◆ DOCUMENT EXTRACT:
- - -

[usaco]罗马数字

Preface Numbering

A certain book's prefaces are numbered in upper case Roman numerals. Traditional Roman numeral values use a single letter to represent a certain subset of decimal numbers. Here is the standard set:

        I   1     L   50    M  1000
        V   5     C  100
        X  10     D  500

As many as three of the same marks that represent 10n may be placed consecutively to form other numbers:

III is 3
CCC is 300
Marks that have the value 5x10n are never used consecutively.

Generally (with the exception of the next rule), marks are connected together and written in descending order to form even more numbers:

CCLXVIII = 100+100+50+10+5+1+1+1 = 268
Sometimes, a mark that represents 10^n is placed before a mark of one of the two next higher values (I before V or X; X before L or C; etc.). In this case, the value of the smaller mark is SUBTRACTED from the mark it precedes:

IV = 4
IX = 9
XL = 40
This compound mark forms a unit and may not be combined to make another compound mark (e.g., IXL is wrong for 39; XXXIX is correct).
Compound marks like XD, IC, and XM are not legal, since the smaller mark is too much smaller than the larger one. For XD (wrong for 490), one would use CDXC; for IC (wrong for 99), one would use XCIX; for XM (wrong for 990), one would use CMXC. 90 is expressed XC and not LXL, since L followed by X connotes that successive marks are X or smaller (probably, anyway).

- - -

◆ EXERCISE INPUT:
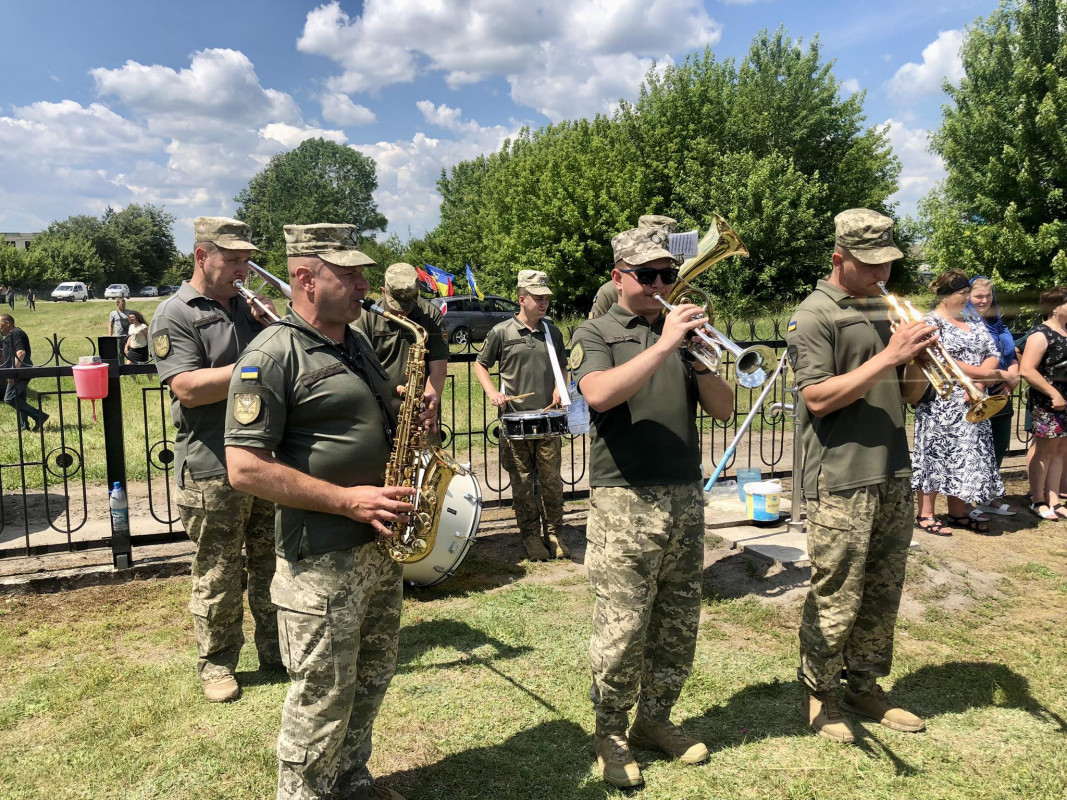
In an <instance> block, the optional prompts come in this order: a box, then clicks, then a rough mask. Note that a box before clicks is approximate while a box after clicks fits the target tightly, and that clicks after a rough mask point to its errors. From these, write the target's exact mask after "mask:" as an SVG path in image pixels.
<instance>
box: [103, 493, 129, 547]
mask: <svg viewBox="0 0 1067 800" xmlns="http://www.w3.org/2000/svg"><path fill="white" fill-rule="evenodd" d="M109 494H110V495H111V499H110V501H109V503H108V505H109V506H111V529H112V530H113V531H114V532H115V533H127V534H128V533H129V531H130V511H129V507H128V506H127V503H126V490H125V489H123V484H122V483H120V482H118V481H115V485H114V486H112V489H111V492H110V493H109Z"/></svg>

- - -

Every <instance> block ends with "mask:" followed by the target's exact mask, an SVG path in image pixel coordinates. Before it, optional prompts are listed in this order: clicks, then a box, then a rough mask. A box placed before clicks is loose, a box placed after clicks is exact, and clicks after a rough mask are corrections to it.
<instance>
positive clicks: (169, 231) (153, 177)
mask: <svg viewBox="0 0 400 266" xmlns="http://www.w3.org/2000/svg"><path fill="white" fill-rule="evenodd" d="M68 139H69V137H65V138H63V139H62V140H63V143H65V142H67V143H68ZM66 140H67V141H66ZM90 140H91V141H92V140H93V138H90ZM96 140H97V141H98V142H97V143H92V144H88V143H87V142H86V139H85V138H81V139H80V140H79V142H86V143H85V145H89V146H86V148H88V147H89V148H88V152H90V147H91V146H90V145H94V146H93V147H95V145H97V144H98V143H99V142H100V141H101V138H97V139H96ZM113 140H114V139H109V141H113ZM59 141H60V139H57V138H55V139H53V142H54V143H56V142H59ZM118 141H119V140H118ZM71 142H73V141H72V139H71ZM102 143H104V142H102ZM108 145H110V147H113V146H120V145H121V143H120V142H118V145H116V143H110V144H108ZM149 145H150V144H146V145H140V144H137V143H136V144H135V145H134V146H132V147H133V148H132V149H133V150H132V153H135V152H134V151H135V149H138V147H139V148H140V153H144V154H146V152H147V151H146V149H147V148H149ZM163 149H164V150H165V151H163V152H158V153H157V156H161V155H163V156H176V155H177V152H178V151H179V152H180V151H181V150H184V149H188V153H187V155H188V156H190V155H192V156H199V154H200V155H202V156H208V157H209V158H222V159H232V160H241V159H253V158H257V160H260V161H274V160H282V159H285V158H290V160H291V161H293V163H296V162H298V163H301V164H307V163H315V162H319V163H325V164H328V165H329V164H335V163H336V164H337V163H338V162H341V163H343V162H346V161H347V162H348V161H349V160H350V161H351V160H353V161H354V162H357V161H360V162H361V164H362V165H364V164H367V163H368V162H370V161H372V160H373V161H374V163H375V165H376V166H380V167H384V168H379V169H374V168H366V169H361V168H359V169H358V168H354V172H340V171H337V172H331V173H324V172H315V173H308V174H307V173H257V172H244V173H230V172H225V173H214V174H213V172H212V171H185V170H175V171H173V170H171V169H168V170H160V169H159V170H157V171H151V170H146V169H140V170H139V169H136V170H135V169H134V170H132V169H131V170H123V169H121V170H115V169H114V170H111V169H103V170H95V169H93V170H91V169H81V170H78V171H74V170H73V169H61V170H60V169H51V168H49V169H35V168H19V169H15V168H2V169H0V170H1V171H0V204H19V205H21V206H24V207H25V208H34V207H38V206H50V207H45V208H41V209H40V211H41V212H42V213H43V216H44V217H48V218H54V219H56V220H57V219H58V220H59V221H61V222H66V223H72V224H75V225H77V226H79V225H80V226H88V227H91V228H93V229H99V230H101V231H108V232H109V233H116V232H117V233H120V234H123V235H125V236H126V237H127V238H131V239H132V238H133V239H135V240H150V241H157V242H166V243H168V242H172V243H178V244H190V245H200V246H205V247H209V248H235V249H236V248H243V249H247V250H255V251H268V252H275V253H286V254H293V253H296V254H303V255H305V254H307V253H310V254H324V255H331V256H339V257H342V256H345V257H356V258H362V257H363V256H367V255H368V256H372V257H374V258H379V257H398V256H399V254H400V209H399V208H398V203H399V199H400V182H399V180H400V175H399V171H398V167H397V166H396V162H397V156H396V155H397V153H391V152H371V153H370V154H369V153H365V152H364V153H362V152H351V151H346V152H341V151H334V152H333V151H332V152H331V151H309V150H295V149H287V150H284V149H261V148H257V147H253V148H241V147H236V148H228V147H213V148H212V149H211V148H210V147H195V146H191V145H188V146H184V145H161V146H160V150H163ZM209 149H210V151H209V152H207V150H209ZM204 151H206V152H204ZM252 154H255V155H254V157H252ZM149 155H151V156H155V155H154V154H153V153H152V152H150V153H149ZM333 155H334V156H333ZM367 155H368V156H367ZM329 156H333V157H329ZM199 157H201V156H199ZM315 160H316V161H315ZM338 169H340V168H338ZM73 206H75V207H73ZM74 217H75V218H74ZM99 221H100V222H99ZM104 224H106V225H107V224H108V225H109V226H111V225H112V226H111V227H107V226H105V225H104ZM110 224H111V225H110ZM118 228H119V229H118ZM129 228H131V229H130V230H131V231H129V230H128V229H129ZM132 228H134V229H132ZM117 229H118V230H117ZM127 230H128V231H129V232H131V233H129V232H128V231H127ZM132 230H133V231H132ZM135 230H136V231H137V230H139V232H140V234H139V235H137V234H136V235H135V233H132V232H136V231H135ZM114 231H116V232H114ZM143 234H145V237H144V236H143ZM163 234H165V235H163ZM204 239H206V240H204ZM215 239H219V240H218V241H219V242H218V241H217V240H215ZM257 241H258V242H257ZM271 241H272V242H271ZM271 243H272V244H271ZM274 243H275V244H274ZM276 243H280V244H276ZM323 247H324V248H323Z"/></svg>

- - -

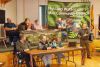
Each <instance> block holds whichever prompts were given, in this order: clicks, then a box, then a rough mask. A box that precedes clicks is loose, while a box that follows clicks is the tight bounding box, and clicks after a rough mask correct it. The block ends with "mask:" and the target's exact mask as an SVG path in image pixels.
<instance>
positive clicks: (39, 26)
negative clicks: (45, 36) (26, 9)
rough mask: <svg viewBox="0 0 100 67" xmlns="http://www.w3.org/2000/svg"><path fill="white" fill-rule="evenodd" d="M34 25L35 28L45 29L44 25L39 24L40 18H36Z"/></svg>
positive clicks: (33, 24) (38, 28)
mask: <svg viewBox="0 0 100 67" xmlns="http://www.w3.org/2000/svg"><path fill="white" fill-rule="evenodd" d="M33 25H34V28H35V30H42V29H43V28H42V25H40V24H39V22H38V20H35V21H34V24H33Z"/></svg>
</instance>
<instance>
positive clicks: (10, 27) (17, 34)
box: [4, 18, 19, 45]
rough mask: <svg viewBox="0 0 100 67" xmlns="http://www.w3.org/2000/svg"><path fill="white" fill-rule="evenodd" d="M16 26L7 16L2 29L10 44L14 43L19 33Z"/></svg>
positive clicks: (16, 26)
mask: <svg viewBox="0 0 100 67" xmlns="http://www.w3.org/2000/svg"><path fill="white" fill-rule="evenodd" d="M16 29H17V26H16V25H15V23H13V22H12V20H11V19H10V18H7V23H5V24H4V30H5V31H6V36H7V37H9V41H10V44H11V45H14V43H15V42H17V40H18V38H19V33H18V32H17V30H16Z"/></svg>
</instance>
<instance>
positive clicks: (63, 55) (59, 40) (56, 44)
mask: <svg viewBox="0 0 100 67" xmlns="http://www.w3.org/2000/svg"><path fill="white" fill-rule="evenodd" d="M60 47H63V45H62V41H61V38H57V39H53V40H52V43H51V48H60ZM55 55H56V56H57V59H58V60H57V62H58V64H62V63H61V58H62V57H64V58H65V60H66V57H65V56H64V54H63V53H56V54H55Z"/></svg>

- - -

◆ WORK ORDER 1:
Answer these questions using the Preface Numbering text:
(a) What value does the mark D stand for?
(b) Which numeral is given as wrong for 39, and which as correct?
(c) How is 90 expressed?
◆ WORK ORDER 2: Could you rewrite the part of the records that opens with the line containing "Every <instance> block" and closes with the line containing "positive clicks: (169, 231) (153, 177)" as a Markdown table with columns Row and Line, leaving out any blank lines?

◆ WRITTEN RESPONSE 1:
(a) 500
(b) IXL is wrong; XXXIX is correct.
(c) XC

◆ WRITTEN RESPONSE 2:
| Row | Line |
|---|---|
| 1 | Every <instance> block ends with "mask:" followed by the target's exact mask, an SVG path in image pixel coordinates. Before it, optional prompts are listed in this order: clicks, then a box, then a rough mask. A box placed before clicks is loose, a box placed after clicks is exact, and clicks after a rough mask are corrections to it. |
| 2 | <instance> |
| 3 | positive clicks: (169, 231) (153, 177) |